**Vorliegender Text**
Es gibt Tage, da ist es idyllisch und still in der Wedeler Wohnsiedlung am Hellgrund. Da hört man nur das Rauschen der Bäume oder höchstens einmal den Helgoland-Katamaran, der über die nahegelegene Elbe brummt. Und dann gibt es diese anderen Tage, wenn die Kohlefrachter kommen und an der Kaianlage des benachbarten Kraftwerks entladen wird. Dann kracht’s anscheinend so gewaltig, dass es die Anwohner aus den Betten holt. Am 26. Juni um 5.43 Uhr, am 28. Juni um 5.37 Uhr und am Tag darauf um 5.31 Uhr: So haben es Elisabeth Schnier und ihr Mann protokolliert. Auch andere Anwohner wie Rolf Schmersahl und Kerstin Lueckow bestätigen die lärmenden Frühschichten, berichten von Nachmittagen, an denen ans Draußensitzen nicht zu denken ist, die Fenster geschlossen bleiben müssen und von Lärm bis in die späten Abendstunden.

Datensätze aus einer Datenquelle:
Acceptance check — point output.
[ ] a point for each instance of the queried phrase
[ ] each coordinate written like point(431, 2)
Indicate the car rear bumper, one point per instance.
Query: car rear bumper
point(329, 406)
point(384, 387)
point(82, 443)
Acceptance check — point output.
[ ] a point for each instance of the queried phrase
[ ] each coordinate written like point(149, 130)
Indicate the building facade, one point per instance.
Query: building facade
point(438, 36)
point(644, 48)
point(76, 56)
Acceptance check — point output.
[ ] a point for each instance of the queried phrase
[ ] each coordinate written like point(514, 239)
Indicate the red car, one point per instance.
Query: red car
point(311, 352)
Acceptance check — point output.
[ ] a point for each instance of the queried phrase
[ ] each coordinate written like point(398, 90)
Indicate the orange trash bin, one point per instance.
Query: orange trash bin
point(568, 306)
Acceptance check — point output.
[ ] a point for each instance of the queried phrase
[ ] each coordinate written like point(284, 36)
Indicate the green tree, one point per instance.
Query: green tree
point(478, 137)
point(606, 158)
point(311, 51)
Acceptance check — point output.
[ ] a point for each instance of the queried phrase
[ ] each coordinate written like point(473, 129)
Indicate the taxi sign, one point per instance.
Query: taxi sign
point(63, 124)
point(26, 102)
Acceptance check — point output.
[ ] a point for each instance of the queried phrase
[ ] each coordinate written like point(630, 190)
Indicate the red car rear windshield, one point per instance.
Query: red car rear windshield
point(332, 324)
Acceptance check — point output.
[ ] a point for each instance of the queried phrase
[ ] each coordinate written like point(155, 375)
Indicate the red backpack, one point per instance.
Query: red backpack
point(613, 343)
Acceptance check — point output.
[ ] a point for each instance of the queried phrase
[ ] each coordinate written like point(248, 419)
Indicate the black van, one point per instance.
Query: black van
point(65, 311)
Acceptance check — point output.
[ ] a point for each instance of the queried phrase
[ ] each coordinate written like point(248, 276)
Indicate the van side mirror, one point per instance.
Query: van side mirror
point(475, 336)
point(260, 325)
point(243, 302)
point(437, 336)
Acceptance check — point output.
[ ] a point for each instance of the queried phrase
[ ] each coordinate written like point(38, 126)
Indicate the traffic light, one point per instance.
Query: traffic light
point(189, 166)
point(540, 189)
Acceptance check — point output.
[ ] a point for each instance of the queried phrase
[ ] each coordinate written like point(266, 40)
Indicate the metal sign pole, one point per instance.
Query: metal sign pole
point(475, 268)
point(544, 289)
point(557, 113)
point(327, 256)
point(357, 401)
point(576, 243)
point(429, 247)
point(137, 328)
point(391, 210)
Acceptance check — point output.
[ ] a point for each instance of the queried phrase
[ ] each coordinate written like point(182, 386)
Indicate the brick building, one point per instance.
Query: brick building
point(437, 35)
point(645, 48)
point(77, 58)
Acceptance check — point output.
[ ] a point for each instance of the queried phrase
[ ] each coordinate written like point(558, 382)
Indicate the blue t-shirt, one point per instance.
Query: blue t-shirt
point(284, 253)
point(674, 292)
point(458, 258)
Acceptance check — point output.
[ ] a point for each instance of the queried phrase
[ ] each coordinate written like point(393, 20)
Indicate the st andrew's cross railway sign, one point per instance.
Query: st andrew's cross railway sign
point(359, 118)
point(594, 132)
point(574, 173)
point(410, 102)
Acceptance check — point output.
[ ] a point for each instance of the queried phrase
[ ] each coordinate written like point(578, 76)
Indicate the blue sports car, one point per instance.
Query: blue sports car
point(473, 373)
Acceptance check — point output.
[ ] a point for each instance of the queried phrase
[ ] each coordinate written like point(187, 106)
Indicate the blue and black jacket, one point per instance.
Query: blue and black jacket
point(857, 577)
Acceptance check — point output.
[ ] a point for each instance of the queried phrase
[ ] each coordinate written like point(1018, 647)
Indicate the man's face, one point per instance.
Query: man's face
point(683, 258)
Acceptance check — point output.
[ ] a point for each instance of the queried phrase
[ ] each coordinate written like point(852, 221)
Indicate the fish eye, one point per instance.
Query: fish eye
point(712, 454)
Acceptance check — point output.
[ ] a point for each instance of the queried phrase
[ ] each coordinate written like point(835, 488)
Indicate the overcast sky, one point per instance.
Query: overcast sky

**Material erkunden**
A. Fassen Sie den Absatz im vorliegenden Text, der mit „Es gibt Tage, da ist es idyllisch“ beginnt, als kurze Stichpunktliste zusammen. Die wichtigsten Fakten sollen erhalten bleiben.
B. Beantworten Sie die folgenden Fragen zum vorliegenden Text jeweils kurz:
(i) Welches Schiff hört man an stillen Tagen höchstens einmal?
(ii) Wo werden die Kohlefrachter entladen?
(iii) Um wie viel Uhr wurde der Lärm am 26. Juni protokolliert?
C. Geben Sie den Abschnitt des vorliegenden Textes zwischen „Es gibt Tage, da“ und „die späten Abendstunden.“ wortgetreu wieder, beide eingeschlossen.

**Schriftliche Antworten**
A.
- An manchen Tagen ist es in der Wedeler Wohnsiedlung am Hellgrund idyllisch und still. Zu hören sind dann nur die Bäume oder höchstens der Helgoland-Katamaran auf der nahen Elbe.
- An anderen Tagen kommen Kohlefrachter und werden an der Kaianlage des benachbarten Kraftwerks entladen. Dann kracht es anscheinend so laut, dass die Anwohner aus den Betten geholt werden.
- Elisabeth Schnier und ihr Mann haben den Lärm protokolliert: am 26. Juni um 5.43 Uhr, am 28. Juni um 5.37 Uhr und am Tag darauf um 5.31 Uhr.
- Auch Rolf Schmersahl und Kerstin Lueckow bestätigen die lärmenden Frühschichten.
- Sie berichten außerdem von Nachmittagen, an denen man nicht draußen sitzen kann und die Fenster geschlossen bleiben müssen.
- Der Lärm dauert laut ihnen bis in die späten Abendstunden.

B.
(i) Den Helgoland-Katamaran
(ii) An der Kaianlage des benachbarten Kraftwerks
(iii) Um 5.43 Uhr

C.
Es gibt Tage, da ist es idyllisch und still in der Wedeler Wohnsiedlung am Hellgrund. Da hört man nur das Rauschen der Bäume oder höchstens einmal den Helgoland-Katamaran, der über die nahegelegene Elbe brummt. Und dann gibt es diese anderen Tage, wenn die Kohlefrachter kommen und an der Kaianlage des benachbarten Kraftwerks entladen wird. Dann kracht’s anscheinend so gewaltig, dass es die Anwohner aus den Betten holt. Am 26. Juni um 5.43 Uhr, am 28. Juni um 5.37 Uhr und am Tag darauf um 5.31 Uhr: So haben es Elisabeth Schnier und ihr Mann protokolliert. Auch andere Anwohner wie Rolf Schmersahl und Kerstin Lueckow bestätigen die lärmenden Frühschichten, berichten von Nachmittagen, an denen ans Draußensitzen nicht zu denken ist, die Fenster geschlossen bleiben müssen und von Lärm bis in die späten Abendstunden.